» Work request: Please return each line of the records below that contains the string "positive".

--------------------------------------------------

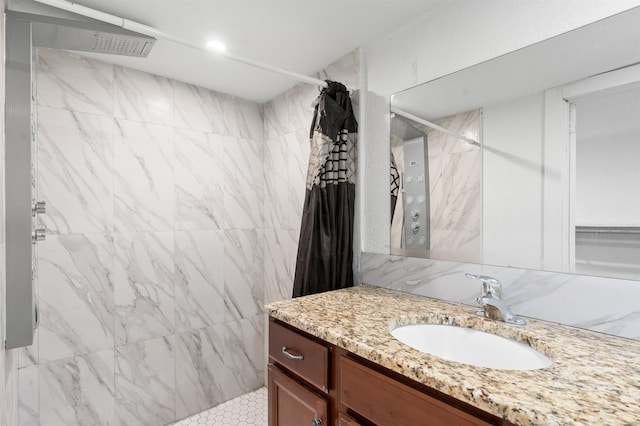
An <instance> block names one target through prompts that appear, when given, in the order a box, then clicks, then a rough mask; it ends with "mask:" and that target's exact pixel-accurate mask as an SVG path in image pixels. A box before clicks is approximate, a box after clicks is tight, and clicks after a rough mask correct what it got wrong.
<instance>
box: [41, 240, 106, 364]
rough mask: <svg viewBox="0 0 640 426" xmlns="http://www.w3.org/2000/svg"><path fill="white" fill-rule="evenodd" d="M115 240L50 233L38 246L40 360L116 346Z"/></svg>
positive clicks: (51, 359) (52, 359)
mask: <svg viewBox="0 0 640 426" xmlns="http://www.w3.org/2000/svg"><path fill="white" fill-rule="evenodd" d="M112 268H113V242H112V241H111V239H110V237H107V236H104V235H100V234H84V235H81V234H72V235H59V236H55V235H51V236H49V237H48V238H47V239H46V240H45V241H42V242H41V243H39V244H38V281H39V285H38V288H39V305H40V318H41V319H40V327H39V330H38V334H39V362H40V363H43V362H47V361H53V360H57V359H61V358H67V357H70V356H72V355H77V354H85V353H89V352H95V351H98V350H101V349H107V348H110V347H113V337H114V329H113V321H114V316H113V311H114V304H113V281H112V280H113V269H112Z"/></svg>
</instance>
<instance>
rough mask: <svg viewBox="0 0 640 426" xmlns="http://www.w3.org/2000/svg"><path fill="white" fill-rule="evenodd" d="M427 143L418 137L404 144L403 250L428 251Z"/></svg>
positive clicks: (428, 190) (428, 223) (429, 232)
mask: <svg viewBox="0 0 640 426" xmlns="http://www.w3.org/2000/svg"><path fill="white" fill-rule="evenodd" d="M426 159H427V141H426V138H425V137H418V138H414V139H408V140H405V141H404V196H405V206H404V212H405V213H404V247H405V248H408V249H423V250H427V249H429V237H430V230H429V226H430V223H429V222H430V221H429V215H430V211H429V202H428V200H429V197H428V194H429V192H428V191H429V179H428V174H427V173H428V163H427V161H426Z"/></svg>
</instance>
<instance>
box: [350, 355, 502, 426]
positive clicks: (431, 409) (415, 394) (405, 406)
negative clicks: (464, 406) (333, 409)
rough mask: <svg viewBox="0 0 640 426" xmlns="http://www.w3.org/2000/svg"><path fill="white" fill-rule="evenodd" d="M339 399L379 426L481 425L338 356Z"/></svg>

--------------------------------------------------

» Reply:
positive clicks: (51, 359) (52, 359)
positive clicks: (428, 190) (428, 223) (429, 232)
positive clicks: (431, 409) (415, 394) (405, 406)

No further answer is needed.